**Instruction:** Copy out again the lines that start with the one containing "the person holding" and run through the end of the recorded data, keeping both ends.

**Recorded data:**
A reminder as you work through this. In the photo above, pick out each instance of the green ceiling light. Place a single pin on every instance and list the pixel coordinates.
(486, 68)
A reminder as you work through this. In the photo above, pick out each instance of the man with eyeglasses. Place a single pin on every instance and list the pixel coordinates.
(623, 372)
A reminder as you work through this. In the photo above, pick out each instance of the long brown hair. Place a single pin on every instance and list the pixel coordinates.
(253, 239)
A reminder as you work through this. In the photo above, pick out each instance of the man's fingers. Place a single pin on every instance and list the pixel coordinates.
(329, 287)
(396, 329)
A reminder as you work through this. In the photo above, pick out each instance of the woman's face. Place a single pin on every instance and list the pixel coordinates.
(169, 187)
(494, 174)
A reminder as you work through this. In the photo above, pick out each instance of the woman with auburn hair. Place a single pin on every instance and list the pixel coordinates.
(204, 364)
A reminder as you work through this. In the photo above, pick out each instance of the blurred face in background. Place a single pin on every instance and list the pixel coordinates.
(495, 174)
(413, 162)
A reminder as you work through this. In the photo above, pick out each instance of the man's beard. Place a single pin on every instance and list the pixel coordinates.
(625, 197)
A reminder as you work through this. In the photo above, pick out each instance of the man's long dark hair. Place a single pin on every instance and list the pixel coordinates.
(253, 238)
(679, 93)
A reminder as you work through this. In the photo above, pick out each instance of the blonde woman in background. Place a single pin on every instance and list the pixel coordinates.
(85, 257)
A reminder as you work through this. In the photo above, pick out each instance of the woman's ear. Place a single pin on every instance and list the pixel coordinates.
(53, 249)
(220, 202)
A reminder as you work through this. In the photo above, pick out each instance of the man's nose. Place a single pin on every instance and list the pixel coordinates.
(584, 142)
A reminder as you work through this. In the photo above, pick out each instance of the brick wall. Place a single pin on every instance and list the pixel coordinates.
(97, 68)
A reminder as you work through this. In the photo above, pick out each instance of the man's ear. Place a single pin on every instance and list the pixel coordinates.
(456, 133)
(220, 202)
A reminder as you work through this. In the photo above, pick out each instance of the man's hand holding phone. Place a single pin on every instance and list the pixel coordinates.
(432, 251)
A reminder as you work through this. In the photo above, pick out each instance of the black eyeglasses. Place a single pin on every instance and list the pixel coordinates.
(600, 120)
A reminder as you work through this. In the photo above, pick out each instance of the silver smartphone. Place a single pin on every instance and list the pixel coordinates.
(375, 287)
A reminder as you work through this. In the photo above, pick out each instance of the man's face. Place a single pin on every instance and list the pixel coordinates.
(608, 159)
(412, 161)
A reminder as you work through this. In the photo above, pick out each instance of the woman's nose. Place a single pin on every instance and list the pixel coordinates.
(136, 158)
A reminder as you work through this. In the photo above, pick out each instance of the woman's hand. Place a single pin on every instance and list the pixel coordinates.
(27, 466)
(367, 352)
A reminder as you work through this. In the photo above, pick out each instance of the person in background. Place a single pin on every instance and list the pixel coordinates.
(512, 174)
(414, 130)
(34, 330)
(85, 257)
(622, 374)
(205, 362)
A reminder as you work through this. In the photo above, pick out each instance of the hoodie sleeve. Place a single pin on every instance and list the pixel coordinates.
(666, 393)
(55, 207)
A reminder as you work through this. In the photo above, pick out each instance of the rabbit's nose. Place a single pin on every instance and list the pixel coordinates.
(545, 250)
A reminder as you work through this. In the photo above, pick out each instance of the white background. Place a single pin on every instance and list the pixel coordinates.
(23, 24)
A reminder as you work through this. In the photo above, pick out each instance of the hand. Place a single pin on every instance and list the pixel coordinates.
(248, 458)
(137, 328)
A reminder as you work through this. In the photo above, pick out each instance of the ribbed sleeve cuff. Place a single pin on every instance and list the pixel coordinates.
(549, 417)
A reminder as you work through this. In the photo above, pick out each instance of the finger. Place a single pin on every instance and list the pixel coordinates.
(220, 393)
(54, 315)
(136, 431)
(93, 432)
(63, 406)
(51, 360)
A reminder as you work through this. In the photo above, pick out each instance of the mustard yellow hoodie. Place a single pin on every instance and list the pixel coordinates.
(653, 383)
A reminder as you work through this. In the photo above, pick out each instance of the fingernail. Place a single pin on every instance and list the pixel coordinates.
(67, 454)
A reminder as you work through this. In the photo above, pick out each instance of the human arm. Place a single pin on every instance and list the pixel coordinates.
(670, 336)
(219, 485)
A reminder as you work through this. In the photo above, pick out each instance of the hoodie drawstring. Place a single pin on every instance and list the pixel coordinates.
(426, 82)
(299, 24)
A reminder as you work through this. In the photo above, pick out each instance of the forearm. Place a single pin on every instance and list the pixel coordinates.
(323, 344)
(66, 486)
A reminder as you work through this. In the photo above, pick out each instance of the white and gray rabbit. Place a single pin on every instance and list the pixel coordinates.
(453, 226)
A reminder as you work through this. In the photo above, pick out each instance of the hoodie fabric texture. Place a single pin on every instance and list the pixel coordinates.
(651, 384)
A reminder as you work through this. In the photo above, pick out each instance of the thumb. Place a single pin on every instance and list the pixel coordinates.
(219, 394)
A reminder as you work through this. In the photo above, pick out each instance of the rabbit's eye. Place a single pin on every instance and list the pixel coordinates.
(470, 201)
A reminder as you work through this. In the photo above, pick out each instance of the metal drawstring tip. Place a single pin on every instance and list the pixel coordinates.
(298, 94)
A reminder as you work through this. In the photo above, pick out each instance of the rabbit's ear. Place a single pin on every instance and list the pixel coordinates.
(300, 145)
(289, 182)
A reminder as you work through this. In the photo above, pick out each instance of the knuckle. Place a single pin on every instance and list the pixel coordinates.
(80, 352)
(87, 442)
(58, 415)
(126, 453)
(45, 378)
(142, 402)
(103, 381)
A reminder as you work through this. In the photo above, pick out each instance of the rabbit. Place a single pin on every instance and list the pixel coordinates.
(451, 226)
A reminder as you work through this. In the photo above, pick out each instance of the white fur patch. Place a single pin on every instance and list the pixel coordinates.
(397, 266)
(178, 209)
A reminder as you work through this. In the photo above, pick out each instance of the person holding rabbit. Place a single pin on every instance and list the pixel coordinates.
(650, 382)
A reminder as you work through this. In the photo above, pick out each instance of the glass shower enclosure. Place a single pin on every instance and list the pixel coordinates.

**Exercise answer:**
A reminder as you work through this. In the photo above, pick out each instance of the person holding rabbit. Place a single pin on every instance and list the pixel coordinates.
(650, 382)
A reminder as you work through this. In the photo above, pick out each instance of the glass shower enclosure. Place a single pin on every instance and list the pixel coordinates.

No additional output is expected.